Write out each line of the listing as it stands, without the images.

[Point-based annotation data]
·····
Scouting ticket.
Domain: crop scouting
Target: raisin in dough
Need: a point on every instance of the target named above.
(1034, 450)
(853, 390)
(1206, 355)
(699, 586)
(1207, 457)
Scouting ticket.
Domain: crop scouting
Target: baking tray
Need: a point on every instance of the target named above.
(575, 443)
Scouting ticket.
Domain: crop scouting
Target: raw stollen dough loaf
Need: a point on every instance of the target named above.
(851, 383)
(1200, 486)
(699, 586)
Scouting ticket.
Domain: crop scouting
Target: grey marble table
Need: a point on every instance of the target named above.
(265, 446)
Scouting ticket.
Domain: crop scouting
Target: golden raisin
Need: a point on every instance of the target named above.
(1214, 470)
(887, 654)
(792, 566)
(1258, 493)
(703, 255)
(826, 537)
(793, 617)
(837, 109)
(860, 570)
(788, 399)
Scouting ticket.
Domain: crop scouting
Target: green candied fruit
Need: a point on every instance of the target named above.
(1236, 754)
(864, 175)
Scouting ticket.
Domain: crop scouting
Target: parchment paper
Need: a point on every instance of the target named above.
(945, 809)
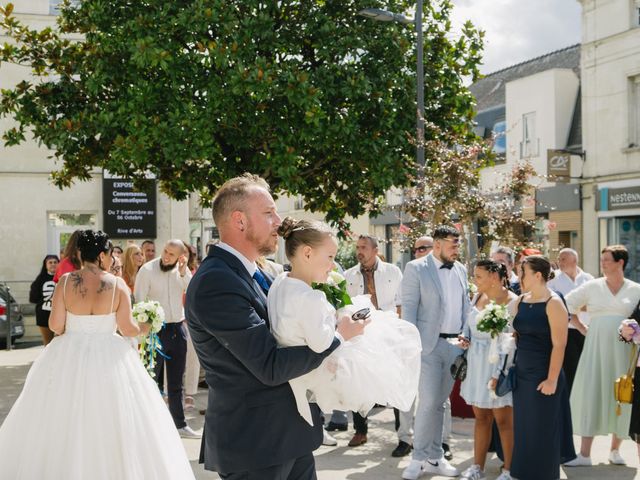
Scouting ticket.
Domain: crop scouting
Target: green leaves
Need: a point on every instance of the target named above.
(336, 294)
(315, 98)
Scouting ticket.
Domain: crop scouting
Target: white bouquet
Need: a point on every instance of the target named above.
(493, 319)
(150, 312)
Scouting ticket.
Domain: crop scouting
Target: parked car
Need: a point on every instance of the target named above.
(17, 322)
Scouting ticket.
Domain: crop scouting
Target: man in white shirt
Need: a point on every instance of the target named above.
(568, 278)
(165, 279)
(382, 281)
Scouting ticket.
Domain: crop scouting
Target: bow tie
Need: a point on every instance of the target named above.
(261, 280)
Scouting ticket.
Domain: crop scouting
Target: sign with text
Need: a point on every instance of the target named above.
(621, 198)
(558, 165)
(128, 213)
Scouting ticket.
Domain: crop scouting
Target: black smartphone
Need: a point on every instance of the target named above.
(361, 314)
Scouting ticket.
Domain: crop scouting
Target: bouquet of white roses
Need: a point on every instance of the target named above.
(493, 319)
(150, 312)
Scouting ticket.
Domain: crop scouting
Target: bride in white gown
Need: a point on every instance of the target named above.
(88, 409)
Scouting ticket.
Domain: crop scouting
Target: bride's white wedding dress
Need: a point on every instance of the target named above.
(89, 410)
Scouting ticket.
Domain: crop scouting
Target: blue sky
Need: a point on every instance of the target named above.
(518, 30)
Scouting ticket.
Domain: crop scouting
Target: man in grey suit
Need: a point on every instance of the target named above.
(435, 300)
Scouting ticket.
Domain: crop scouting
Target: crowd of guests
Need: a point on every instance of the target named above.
(567, 351)
(163, 278)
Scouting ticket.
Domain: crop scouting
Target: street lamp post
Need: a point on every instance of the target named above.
(386, 16)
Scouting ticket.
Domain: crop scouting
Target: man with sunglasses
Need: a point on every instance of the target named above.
(422, 246)
(435, 300)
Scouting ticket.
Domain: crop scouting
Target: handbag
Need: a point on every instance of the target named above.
(459, 367)
(507, 379)
(623, 386)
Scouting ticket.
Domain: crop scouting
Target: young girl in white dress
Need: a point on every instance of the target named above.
(381, 366)
(88, 408)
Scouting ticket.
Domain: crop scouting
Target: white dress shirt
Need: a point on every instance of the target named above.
(562, 283)
(167, 288)
(452, 291)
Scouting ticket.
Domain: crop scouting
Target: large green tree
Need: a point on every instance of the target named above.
(315, 98)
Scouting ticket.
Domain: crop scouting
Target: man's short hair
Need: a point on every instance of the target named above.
(618, 252)
(570, 251)
(508, 252)
(373, 241)
(445, 231)
(233, 194)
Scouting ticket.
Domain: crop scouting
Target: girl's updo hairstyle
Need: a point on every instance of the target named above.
(494, 267)
(539, 264)
(297, 233)
(91, 244)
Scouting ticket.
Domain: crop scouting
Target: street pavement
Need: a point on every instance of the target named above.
(371, 461)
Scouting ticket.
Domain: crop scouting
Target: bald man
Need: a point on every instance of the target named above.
(165, 279)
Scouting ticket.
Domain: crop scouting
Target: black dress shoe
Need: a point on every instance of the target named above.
(447, 452)
(402, 449)
(331, 427)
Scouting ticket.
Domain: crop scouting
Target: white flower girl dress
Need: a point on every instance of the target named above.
(381, 366)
·····
__CORRECT OUTPUT__:
Scouting ticket.
Domain: crop scouting
Target: raisin in dough
Need: a point on every instance of the target named above.
(1034, 450)
(853, 390)
(1206, 355)
(699, 586)
(1207, 457)
Scouting ticket.
Domain: crop scouting
Target: baking tray
Need: a point on every instance of the target named above.
(575, 443)
Scouting ticket.
Domain: crop scouting
Target: raw stollen dough loaf
Need: a point on every instance of the target named above.
(851, 383)
(1200, 486)
(699, 586)
Scouting ticket.
Domain: crop scouting
Target: grey marble table
Need: a point on every instance of the target named above.
(265, 446)
Scouting ticket.
Domain: crop scouting
Target: golden raisin
Need: a point on every instance of the target named above.
(1214, 470)
(887, 654)
(792, 566)
(1258, 493)
(703, 255)
(826, 537)
(793, 617)
(837, 109)
(860, 570)
(788, 399)
Scouting ticket.
Domain: crop scouting
Target: green candied fruit
Need: a point on every instance of the target named above.
(1236, 754)
(864, 175)
Scouting ticket.
Domain: crop scouting
Target: parchment paper
Need: a point on every instance of the target named above.
(945, 809)
Scouting ticket.
Domain: crop scouting
Target: green leaves
Need: a point on every instance of the target named above.
(336, 294)
(315, 98)
Scouting ticket.
Domain: crop scouting
Target: white bouquet
Need: a point on every instance of the target named above.
(493, 319)
(150, 312)
Scouting ticket.
Domain: crop scouting
Target: parked car
Need: a point on every instance of the target named above.
(17, 322)
Scouting ticket.
Domain: crop scouting
Target: man in white shirt
Need: a point on every instance of the target named above.
(568, 278)
(165, 279)
(382, 281)
Scouting ticket.
Domain: crop scouting
Target: bow tie
Need: a point on every instance of the target named above.
(261, 280)
Scouting ticket.
Domain: crop scouting
Target: sign with text
Need: a point on every instance of the target named above.
(621, 198)
(558, 165)
(128, 213)
Scouting ticket.
Domain: crop scouting
Target: black smartphone
Need: a point on every instance of the target named above.
(361, 314)
Scouting ticket.
Domain: crop scouting
Target: bouquet of white roses
Need: a point on every instance of the target named above.
(493, 319)
(150, 312)
Scouting ticket.
Domain: crop scouting
Target: bride in white gown
Need: a point on every instance of the target named above.
(88, 409)
Scouting ticket.
Domain: crop scouting
Target: bride's white wedding dress
Need: a point on every instance of the target named above.
(89, 410)
Scouting ticket.
Domain: crop scouting
Target: blue sky
Need: a point on every instance of the target named above.
(518, 30)
Scouting ticket.
Domain: crop scouting
Target: man in grey suit
Need: a point on every instance of the target named above.
(435, 300)
Scouting ticket.
Domain: crop scouting
Target: crowd of guests
Need: a point on every instance of the target named above.
(567, 351)
(163, 278)
Scouting ticket.
Domain: crop scouting
Target: street lamp post
Need: a point on every instance of the target named above.
(386, 16)
Scouting ticket.
Domain: crop scouting
Target: man with sunglasses
Need: a point on every instance of the target named above.
(422, 246)
(435, 300)
Scouting ticket.
Domain: crop scouting
Target: handbag
Need: a point on every instance of the target named above.
(459, 367)
(507, 379)
(623, 386)
Scouting ticket.
Domain: crop scouting
Target: young girl in white dress
Need: a point on every instance of the target named above.
(381, 366)
(88, 408)
Scouting ticket.
Domain: crop scouting
Target: white dress shirt
Need: a point on every instance of the target named above.
(562, 283)
(167, 288)
(452, 291)
Scouting ticket.
Domain: crop scouting
Target: large green tree
Need: a point on every instance of the target named above.
(315, 98)
Scouting ticket.
Domain: crop scouting
Target: man's short hair
Need: a point on every instance of the target named above.
(618, 252)
(570, 251)
(508, 252)
(373, 241)
(445, 231)
(233, 194)
Scouting ticket.
Domain: crop scouting
Target: girl's updo hairstyle
Need: a point on every instance of the target named above.
(494, 267)
(539, 264)
(297, 233)
(91, 244)
Scouting ticket.
Domain: crop scouting
Target: street pavement
Need: a point on every instance of the target named above.
(371, 461)
Scouting ticket.
Domain: crop scouting
Target: bald man
Need: a point on every instance of the target named above.
(165, 279)
Scouting ticket.
Domain: crop scouting
Target: black dress shoe
Need: a point on every instance of the target named above.
(447, 452)
(402, 449)
(331, 427)
Scouting ticket.
Domain: crop scouting
Target: white flower girl dress
Need: a point on every instance of the target named above.
(381, 366)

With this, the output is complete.